> _OBJECTIVE_
Switch "quiver tree" to "acacia tree" in the records from the line with "For each instance of the desert" to the line with "(1191, 324)". Write out only those lines, with everything else left the same.

-- start of GIVEN ENTRIES --

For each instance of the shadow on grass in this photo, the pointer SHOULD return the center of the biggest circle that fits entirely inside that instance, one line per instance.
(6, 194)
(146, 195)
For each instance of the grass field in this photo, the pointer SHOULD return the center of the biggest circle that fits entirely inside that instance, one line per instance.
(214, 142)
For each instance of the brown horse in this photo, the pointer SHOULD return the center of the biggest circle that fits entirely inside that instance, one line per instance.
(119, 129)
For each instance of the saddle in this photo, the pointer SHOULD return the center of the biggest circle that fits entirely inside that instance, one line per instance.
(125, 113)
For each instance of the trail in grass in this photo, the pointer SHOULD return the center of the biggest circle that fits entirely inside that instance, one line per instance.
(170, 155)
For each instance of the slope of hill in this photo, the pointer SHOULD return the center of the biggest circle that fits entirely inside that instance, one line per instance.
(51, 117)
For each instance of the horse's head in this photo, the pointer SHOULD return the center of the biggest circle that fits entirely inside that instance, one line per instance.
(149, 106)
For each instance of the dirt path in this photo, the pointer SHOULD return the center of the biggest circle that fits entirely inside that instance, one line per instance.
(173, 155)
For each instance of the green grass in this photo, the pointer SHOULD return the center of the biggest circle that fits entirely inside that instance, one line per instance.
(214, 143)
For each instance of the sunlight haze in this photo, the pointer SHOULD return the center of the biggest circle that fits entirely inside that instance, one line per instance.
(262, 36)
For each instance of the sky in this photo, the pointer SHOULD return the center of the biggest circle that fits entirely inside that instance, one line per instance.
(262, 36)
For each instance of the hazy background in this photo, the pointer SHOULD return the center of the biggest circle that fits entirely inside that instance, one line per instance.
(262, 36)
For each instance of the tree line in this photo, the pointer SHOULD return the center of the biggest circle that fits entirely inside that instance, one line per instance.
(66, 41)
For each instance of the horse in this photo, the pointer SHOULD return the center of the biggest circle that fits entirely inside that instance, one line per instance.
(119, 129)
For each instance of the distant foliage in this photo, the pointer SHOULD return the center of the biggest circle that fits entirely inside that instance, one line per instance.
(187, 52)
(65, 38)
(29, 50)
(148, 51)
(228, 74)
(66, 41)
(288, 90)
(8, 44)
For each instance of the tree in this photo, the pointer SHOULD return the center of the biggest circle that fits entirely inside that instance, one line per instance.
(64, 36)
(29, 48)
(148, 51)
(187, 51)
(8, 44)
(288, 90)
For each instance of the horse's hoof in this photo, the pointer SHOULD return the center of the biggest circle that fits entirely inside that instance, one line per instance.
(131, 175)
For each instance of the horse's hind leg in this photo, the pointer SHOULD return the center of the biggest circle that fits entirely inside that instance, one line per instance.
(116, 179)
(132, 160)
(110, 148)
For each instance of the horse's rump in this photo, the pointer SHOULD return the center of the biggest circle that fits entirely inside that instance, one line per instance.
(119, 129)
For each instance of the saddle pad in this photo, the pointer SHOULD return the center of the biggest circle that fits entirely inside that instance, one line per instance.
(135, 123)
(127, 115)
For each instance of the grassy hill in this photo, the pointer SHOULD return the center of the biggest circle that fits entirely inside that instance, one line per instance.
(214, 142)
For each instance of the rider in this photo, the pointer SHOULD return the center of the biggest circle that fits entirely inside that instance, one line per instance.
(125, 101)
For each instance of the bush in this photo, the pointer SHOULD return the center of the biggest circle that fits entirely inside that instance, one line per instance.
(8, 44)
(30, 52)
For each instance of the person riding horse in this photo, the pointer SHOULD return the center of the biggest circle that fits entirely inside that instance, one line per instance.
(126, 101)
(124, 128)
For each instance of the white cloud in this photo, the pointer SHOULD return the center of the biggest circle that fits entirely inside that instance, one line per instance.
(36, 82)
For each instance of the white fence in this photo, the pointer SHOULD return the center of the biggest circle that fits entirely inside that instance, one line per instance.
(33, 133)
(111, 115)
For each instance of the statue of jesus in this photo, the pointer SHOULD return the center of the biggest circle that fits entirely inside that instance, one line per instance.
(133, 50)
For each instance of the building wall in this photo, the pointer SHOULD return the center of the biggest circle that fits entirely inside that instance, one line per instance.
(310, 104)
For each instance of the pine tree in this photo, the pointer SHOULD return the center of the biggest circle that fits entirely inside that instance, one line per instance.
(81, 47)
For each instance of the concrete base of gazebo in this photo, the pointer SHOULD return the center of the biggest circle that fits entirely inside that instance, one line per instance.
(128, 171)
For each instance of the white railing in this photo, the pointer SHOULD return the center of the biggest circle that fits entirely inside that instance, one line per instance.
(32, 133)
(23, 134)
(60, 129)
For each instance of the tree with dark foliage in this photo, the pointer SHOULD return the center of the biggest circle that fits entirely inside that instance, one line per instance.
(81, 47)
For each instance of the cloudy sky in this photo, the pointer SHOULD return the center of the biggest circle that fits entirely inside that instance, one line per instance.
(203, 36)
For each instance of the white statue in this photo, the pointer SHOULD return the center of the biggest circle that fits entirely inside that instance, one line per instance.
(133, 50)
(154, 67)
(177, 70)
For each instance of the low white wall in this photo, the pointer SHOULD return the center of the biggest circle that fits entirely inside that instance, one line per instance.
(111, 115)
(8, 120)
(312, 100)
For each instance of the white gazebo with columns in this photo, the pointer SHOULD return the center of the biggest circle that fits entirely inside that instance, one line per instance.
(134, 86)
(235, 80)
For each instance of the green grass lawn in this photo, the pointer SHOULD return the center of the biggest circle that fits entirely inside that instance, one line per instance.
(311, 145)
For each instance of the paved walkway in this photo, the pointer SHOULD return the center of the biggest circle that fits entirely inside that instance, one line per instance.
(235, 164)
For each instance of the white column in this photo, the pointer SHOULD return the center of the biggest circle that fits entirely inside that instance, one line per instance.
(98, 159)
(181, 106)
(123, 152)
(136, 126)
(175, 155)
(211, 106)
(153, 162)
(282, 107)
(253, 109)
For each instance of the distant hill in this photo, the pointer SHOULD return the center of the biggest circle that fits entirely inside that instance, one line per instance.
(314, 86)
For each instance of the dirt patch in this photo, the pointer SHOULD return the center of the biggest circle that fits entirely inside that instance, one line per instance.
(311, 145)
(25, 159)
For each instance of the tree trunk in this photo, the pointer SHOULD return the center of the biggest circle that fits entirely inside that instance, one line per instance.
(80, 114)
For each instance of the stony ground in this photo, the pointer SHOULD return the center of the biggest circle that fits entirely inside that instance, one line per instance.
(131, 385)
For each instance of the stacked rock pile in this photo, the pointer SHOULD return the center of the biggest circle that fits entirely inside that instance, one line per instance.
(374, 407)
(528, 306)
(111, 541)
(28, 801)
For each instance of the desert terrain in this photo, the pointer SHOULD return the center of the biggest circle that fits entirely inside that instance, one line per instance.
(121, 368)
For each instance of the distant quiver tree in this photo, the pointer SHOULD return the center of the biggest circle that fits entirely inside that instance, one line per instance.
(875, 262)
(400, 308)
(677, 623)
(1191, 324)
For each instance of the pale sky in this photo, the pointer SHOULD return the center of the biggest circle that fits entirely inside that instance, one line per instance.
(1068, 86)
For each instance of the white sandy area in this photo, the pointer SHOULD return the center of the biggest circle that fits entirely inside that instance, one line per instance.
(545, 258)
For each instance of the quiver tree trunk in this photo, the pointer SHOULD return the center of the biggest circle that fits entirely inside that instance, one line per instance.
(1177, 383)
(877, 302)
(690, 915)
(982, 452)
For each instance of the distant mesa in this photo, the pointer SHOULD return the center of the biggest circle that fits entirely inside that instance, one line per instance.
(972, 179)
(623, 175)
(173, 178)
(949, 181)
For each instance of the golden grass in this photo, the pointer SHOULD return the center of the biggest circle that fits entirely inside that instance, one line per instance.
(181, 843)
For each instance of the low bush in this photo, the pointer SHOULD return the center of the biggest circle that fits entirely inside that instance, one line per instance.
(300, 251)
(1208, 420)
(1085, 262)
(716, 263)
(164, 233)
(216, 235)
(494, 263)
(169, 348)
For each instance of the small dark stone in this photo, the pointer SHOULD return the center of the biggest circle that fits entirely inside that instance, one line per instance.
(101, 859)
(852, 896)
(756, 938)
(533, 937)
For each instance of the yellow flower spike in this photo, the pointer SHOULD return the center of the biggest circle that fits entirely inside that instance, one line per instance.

-- end of GIVEN ENTRIES --

> _FINAL RESULT_
For each instance of the desert terrain in this photo, the pointer SHOULD return the center of the biggest circle that fits entirely inside that instance, one line per instance.
(121, 368)
For each instance of the distant acacia tree in this photo, the pointer SHOULD return the center of the biggest circle that fits entirely inside that instance, one line per instance.
(875, 262)
(400, 308)
(677, 623)
(1191, 324)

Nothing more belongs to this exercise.